Point labeling examples

[Begin]

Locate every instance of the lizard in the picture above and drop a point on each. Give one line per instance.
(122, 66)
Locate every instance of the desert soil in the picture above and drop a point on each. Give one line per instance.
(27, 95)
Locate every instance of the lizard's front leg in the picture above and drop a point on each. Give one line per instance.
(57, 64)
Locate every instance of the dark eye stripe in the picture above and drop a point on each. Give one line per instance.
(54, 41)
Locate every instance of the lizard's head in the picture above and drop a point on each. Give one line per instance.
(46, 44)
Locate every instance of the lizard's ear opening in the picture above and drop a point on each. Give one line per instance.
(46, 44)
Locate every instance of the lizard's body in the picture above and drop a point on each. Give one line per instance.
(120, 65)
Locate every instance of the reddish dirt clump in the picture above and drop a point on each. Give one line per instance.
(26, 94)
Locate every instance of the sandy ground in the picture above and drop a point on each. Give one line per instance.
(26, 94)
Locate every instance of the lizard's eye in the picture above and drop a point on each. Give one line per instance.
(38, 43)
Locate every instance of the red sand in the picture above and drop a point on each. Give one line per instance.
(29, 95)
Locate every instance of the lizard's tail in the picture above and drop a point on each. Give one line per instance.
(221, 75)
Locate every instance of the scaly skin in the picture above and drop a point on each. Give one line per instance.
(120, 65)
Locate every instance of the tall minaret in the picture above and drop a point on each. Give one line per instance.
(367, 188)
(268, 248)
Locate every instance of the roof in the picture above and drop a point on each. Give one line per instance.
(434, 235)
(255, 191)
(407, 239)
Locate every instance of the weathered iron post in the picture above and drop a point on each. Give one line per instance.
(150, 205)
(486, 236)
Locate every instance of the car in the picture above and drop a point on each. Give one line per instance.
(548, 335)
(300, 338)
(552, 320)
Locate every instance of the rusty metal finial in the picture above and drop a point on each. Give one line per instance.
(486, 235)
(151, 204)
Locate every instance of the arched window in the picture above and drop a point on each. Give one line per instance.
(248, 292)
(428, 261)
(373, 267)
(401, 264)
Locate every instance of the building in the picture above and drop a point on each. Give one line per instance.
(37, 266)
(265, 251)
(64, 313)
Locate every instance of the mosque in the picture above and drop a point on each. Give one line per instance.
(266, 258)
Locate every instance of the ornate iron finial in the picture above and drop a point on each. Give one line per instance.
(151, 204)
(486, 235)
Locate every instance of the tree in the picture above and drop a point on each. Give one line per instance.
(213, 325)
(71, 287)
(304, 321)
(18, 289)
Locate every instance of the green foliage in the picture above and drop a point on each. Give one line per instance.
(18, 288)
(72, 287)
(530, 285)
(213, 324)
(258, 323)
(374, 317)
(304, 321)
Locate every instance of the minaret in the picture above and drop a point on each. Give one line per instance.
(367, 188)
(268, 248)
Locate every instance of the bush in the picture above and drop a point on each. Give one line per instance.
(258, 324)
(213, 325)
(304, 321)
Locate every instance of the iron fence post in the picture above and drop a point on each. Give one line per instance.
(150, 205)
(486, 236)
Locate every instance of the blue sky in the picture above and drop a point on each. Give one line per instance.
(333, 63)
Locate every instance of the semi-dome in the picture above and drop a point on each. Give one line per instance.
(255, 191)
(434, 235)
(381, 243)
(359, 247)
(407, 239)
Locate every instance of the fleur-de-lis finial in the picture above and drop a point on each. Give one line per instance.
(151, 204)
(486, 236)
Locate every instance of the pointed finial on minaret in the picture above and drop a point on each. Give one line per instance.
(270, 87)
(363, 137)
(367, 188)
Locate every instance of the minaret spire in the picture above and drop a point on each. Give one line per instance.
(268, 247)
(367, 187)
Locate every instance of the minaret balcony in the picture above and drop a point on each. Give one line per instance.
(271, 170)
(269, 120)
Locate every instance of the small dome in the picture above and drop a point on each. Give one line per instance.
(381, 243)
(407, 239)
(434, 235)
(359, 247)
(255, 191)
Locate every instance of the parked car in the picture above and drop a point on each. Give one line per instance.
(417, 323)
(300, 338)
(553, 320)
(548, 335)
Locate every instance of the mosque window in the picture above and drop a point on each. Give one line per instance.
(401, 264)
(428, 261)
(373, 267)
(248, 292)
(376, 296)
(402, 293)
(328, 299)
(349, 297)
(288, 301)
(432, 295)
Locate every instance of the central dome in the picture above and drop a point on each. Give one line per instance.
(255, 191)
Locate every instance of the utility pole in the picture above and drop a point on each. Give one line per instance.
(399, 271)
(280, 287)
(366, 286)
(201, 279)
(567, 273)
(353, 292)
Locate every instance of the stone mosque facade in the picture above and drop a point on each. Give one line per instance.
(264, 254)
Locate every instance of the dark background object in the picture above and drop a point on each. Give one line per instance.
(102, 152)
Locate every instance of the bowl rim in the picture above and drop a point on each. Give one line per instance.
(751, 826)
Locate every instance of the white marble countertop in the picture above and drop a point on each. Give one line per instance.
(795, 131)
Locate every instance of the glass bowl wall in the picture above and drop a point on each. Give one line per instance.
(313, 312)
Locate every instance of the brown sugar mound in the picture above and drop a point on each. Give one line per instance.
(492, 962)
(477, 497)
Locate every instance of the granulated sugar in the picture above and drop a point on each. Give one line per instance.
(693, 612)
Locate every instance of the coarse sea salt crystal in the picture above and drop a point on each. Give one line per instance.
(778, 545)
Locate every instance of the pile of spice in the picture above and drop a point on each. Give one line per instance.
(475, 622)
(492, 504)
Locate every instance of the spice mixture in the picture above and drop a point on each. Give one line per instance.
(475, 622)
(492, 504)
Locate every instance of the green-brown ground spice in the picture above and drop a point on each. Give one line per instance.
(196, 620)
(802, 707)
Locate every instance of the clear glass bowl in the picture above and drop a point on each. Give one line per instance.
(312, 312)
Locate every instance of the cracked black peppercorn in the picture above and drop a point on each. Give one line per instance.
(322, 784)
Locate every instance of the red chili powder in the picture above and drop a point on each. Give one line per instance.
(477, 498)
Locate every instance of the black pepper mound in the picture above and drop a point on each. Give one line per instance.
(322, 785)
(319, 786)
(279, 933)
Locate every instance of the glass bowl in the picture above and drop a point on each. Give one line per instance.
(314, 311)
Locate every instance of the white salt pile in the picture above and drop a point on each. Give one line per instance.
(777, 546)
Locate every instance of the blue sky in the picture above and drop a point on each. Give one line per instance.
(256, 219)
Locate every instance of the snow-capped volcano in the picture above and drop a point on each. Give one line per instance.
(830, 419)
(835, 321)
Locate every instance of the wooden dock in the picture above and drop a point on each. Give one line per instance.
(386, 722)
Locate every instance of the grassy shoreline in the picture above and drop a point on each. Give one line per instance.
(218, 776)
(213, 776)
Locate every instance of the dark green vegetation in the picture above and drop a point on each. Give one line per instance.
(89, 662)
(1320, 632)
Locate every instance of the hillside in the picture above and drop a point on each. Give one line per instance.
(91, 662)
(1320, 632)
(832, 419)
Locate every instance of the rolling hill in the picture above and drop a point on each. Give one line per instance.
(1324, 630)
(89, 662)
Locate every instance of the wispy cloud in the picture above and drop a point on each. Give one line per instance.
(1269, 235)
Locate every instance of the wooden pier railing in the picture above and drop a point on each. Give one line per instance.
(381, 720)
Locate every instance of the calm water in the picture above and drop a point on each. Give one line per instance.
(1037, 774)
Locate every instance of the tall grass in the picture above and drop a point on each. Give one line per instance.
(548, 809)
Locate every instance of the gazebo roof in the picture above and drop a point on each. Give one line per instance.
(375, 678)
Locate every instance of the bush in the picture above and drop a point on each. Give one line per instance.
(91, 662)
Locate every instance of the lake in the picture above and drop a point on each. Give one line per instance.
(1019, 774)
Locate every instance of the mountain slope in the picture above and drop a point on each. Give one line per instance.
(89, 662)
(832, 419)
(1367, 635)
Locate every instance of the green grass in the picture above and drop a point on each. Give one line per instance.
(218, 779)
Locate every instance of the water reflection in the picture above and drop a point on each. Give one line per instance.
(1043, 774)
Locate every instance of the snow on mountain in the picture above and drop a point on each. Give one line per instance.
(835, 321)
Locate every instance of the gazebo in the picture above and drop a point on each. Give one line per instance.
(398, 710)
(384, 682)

[End]

(SET TASK): Beginning at the line where "Locate every instance of the tall grass" appears, extract each line through the end of the data above; keep them exact and include nothing else.

(REPLY TO THE TASK):
Locate every instance of the tall grass in the picture above and drop a point on each. Give one line per instance.
(548, 809)
Locate every instance of the gazebo roof in the picture above and drop a point on each. Give one line per instance.
(375, 678)
Locate every instance of the bush in the picture above and drop a point on each. Give one line per instance.
(91, 662)
Locate every instance of the lake in the picture above and drop a point on each. Give one line per instance.
(1019, 774)
Locate every instance of the mountain slope in the picture above and drop a point on each. Give one line per instance.
(89, 662)
(832, 419)
(1367, 635)
Locate every instance of the green grass in the picture above and drop a point on each. Give one line per instance.
(218, 779)
Locate every instance of the water reflection in the picture above and drop a point on each. Give one line per instance.
(1043, 774)
Locate every instance of the snow on mountain in the picture above and drop a point on each. Give one line per instance.
(835, 321)
Locate every instance of the gazebo in the picture above and drop a point on each. Give one line per instance.
(398, 710)
(384, 682)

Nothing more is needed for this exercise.